>> Begin
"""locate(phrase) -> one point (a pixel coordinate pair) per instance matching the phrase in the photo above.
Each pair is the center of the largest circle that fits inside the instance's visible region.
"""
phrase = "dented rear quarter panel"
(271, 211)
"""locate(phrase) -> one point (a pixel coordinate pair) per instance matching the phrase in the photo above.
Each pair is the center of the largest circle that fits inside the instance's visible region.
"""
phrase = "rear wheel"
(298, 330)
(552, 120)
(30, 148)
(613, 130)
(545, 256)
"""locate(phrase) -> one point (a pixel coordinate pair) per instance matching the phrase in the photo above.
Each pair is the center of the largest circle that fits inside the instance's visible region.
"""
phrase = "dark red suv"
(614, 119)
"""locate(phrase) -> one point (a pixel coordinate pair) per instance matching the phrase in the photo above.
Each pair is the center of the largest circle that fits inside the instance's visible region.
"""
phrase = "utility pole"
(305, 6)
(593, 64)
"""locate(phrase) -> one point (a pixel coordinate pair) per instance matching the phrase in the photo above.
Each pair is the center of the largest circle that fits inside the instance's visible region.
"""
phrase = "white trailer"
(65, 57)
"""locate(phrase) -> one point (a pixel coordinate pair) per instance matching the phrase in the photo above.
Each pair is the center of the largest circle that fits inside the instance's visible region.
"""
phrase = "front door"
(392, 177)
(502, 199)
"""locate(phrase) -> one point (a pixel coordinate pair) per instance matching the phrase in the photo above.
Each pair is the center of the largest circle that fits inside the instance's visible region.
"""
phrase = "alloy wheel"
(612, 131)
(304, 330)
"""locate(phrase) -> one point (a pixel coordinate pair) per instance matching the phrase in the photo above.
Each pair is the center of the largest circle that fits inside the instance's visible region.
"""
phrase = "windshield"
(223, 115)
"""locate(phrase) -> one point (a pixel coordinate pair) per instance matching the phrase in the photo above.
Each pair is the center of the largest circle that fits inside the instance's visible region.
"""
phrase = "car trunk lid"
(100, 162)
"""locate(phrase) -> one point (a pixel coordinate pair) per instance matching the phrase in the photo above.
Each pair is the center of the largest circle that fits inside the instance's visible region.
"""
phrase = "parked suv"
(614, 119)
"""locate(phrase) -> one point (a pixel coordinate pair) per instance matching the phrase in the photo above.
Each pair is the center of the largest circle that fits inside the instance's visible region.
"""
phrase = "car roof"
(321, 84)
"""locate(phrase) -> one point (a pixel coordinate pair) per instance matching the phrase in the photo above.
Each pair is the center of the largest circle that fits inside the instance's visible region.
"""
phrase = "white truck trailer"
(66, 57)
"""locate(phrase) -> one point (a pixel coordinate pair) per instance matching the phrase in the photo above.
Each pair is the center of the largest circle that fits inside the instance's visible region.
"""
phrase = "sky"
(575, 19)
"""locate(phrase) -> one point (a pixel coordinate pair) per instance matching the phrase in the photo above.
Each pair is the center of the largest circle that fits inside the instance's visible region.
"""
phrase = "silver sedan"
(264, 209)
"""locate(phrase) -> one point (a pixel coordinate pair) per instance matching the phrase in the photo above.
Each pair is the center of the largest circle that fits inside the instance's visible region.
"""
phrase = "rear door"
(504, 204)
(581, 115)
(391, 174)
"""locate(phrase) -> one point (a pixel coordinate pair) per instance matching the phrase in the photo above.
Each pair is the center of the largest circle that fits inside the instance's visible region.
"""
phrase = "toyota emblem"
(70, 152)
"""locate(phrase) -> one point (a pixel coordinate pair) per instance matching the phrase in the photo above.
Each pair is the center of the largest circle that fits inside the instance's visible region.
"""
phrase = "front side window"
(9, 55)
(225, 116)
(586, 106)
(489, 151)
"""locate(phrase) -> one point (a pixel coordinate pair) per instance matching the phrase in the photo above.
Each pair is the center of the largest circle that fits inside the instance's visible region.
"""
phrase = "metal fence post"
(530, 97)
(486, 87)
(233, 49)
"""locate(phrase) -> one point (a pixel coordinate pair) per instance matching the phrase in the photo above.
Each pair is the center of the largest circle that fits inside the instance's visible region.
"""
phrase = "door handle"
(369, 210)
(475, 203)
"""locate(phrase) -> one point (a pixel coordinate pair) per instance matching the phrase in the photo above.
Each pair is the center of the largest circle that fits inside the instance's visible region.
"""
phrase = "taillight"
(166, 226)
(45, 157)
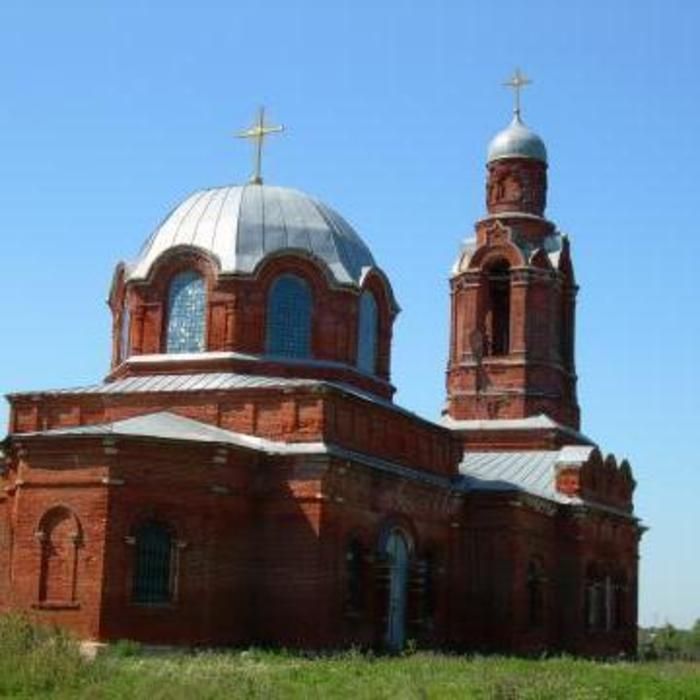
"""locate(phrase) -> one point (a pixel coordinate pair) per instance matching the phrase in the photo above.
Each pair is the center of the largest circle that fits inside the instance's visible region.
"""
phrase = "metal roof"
(217, 381)
(541, 421)
(164, 425)
(241, 225)
(209, 381)
(532, 472)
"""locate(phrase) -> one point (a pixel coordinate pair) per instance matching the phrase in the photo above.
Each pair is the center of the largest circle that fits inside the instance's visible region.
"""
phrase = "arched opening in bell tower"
(497, 319)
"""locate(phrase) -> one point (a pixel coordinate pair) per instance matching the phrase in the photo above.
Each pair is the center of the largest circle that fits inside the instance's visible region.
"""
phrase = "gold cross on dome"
(518, 81)
(258, 132)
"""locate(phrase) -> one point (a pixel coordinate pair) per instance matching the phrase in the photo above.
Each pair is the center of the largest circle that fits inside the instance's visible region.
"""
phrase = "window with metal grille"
(186, 309)
(153, 565)
(289, 308)
(367, 333)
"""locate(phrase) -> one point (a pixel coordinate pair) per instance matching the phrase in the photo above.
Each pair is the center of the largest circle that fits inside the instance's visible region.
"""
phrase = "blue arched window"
(153, 565)
(289, 307)
(186, 308)
(367, 333)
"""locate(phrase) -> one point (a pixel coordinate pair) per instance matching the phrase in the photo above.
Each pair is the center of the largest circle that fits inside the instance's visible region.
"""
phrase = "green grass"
(36, 663)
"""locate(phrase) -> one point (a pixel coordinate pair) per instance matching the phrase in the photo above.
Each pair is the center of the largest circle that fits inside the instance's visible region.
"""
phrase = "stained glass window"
(153, 565)
(124, 338)
(289, 317)
(186, 309)
(367, 333)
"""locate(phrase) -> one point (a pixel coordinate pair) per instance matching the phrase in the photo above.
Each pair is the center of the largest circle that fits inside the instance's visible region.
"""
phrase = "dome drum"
(308, 298)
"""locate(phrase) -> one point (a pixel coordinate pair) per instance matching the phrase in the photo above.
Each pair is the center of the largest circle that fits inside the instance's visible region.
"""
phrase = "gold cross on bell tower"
(518, 81)
(258, 132)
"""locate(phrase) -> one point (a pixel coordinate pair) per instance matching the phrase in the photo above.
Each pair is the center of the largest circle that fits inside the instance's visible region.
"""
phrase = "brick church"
(243, 476)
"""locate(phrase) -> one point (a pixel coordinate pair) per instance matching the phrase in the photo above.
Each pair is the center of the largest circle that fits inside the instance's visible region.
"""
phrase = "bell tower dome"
(513, 295)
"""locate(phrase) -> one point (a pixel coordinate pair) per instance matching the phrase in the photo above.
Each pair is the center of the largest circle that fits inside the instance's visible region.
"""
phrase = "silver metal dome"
(241, 225)
(517, 141)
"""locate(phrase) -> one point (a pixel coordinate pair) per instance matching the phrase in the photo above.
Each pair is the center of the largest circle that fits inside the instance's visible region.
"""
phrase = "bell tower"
(513, 295)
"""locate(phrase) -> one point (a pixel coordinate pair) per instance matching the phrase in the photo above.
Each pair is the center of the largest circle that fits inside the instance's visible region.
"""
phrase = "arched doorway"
(396, 549)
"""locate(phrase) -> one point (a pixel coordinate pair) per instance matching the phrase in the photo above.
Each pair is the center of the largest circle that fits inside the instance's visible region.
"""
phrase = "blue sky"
(112, 112)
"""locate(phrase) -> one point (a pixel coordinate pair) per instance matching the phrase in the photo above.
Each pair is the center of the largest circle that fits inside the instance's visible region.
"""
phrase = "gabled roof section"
(539, 422)
(533, 472)
(164, 425)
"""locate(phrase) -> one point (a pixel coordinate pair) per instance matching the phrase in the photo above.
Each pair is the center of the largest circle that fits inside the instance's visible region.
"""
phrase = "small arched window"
(354, 570)
(153, 565)
(186, 310)
(289, 307)
(124, 333)
(535, 593)
(429, 588)
(367, 332)
(60, 536)
(594, 598)
(498, 310)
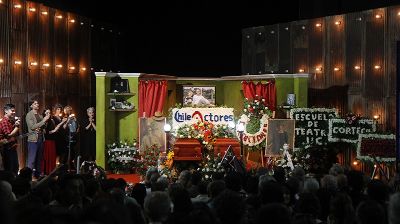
>> End
TASK REQUIREMENTS - Locate every line in the material above that contains the string "blue" and reproduce each of those lines in full.

RESPONSE TO THIS EXERCISE -
phrase = "blue arched window"
phrase = "blue sky"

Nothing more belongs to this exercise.